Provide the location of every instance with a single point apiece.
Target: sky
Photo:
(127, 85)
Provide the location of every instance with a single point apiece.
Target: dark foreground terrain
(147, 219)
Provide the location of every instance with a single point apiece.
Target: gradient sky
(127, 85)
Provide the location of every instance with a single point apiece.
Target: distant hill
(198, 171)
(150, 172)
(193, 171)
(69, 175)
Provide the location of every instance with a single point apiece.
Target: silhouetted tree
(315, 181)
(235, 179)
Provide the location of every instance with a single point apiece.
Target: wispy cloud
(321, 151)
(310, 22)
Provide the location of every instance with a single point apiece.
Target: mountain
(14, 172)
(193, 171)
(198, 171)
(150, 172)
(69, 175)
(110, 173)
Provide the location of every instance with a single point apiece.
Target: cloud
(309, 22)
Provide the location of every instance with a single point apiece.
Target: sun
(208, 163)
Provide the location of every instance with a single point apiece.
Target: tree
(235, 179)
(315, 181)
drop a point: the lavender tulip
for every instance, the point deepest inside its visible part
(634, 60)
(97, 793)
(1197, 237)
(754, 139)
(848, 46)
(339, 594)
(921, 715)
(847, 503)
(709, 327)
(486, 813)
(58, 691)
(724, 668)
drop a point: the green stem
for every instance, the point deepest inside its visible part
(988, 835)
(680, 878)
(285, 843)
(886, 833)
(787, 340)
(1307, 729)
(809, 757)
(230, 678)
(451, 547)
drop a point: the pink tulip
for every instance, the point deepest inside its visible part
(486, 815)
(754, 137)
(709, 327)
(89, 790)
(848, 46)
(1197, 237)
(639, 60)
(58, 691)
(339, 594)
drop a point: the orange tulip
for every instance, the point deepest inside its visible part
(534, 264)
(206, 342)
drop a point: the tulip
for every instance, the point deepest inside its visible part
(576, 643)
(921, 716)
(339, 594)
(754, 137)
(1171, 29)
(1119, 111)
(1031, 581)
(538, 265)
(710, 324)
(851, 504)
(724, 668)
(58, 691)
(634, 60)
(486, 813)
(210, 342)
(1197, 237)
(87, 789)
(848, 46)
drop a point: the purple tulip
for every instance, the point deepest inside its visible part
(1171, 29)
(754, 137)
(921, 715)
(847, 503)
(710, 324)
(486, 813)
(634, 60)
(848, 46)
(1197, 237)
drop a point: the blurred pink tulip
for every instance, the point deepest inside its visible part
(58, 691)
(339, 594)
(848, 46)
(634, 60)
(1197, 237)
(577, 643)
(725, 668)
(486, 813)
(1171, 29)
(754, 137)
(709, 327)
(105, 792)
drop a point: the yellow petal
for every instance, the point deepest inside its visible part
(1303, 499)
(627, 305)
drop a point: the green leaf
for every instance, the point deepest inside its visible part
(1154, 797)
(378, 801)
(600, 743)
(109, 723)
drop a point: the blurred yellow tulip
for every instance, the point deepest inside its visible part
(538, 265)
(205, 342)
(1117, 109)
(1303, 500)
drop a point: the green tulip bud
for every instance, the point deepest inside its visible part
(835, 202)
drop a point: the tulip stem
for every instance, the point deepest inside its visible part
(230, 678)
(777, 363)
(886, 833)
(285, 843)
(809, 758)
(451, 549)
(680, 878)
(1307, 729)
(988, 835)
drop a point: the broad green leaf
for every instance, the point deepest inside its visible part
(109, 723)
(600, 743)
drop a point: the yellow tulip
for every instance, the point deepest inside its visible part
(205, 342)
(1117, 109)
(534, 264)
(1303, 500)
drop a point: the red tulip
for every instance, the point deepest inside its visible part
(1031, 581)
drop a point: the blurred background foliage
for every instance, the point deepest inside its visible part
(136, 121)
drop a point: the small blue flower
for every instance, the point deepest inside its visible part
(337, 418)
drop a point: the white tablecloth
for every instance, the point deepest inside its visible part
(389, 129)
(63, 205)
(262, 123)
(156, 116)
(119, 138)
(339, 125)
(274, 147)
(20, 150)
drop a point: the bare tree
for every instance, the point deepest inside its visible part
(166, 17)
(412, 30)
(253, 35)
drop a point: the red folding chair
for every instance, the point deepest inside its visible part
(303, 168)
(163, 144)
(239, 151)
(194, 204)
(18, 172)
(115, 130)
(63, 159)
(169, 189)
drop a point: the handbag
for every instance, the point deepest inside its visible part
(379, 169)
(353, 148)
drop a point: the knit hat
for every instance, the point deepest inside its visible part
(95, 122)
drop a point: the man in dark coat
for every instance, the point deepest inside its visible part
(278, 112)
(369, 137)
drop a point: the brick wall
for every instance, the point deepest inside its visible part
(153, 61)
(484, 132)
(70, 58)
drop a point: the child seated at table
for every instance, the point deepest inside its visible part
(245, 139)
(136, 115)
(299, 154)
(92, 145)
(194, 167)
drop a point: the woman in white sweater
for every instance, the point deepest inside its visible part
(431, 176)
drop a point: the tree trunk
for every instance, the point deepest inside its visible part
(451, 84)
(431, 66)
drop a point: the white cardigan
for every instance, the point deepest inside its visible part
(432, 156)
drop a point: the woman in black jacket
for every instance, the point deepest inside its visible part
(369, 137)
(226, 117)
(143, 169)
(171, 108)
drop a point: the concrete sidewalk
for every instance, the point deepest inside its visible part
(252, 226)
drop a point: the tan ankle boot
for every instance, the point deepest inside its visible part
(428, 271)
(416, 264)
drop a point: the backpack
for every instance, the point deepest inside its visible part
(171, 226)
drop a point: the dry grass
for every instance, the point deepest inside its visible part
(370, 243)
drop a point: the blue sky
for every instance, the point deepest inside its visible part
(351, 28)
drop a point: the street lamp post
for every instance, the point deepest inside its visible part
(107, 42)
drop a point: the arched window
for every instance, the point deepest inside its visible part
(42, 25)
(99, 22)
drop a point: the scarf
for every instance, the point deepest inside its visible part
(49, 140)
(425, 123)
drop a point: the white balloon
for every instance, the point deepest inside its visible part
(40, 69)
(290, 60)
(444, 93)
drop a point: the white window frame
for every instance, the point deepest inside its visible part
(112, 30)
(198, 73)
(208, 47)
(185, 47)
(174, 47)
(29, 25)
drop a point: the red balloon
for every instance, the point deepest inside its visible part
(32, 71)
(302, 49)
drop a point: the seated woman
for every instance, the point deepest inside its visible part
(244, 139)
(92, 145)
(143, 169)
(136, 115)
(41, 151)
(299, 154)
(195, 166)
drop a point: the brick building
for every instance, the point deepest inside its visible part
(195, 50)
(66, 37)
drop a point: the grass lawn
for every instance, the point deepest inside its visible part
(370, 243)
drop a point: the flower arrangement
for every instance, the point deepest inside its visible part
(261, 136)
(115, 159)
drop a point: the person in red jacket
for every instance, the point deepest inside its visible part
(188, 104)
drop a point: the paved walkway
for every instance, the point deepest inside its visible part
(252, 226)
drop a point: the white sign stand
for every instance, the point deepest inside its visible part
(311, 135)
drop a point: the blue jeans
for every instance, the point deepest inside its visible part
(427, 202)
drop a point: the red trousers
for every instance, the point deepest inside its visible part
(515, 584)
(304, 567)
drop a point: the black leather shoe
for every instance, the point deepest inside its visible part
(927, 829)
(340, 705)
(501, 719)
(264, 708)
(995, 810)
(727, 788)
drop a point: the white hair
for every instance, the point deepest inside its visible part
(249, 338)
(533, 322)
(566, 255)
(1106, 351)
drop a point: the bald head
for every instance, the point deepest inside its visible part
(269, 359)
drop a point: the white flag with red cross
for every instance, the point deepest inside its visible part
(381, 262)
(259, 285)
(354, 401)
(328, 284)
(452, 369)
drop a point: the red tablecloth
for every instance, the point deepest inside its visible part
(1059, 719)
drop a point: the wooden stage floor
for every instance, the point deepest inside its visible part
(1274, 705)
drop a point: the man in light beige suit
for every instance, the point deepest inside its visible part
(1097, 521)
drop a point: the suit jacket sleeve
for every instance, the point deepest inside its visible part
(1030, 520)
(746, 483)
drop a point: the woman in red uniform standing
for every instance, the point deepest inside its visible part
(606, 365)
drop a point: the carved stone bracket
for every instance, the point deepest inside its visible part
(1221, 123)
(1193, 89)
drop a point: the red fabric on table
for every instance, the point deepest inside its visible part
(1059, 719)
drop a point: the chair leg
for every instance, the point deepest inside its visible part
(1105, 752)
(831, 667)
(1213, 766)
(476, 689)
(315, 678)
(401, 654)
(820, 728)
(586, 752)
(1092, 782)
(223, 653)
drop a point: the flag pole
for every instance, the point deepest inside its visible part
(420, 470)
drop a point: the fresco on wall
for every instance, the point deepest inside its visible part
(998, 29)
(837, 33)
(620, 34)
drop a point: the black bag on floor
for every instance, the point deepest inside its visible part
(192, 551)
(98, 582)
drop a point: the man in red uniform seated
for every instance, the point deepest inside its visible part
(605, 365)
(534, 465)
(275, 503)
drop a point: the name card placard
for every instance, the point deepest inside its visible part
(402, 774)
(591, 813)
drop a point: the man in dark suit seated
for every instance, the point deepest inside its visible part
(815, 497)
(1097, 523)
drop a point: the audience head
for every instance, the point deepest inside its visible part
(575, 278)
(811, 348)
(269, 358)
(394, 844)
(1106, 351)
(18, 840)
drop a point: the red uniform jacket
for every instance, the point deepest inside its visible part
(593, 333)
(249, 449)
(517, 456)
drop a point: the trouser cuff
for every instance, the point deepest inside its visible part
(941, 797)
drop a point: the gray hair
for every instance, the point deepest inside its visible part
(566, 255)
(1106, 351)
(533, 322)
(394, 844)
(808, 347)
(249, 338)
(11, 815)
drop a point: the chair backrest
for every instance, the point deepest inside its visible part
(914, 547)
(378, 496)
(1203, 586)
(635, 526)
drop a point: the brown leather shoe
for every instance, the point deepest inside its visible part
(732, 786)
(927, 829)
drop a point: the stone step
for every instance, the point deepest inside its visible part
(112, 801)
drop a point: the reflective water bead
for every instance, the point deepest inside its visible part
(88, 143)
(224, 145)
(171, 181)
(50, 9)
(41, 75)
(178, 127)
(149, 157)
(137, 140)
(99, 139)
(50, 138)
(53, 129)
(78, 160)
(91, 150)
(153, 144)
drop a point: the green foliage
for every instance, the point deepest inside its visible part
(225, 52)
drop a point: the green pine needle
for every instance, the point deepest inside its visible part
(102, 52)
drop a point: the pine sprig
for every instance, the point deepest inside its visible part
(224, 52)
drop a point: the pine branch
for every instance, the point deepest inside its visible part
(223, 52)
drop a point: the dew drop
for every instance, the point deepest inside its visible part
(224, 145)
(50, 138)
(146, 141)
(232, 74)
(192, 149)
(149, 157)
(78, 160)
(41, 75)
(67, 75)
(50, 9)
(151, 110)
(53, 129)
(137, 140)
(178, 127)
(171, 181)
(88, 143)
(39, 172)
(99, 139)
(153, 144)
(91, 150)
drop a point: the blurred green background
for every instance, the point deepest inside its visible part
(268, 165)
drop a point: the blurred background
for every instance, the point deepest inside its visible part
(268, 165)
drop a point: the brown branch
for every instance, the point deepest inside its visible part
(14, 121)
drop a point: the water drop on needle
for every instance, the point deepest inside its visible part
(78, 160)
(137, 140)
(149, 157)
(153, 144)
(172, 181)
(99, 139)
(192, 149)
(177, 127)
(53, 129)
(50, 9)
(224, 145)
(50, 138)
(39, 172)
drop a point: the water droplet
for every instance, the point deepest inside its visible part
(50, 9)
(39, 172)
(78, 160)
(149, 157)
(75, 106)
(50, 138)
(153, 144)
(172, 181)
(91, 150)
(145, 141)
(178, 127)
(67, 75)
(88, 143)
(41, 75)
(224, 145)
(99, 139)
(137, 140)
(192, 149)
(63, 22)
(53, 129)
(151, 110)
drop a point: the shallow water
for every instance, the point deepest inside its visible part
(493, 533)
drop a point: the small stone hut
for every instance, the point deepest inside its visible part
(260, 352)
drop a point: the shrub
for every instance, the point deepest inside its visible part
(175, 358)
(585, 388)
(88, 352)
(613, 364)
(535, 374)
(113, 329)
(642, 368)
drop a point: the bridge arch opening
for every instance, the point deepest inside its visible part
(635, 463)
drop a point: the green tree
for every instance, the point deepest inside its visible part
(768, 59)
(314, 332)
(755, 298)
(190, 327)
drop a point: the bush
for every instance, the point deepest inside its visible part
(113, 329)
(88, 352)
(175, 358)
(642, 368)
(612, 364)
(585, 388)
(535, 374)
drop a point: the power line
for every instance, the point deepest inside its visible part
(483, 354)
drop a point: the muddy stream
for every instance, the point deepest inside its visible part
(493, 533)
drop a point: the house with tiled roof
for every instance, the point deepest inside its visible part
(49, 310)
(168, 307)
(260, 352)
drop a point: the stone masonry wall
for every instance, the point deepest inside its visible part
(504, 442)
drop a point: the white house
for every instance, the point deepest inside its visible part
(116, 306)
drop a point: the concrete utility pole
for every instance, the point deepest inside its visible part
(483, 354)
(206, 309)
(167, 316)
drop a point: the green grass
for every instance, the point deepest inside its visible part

* TASK TO CARRY OUT:
The lines to return are those with the string "pole" in them; copy each from the entries above.

* EXERCISE RESPONSE:
drop a point: the flag pole
drop a point: the concrete utility pole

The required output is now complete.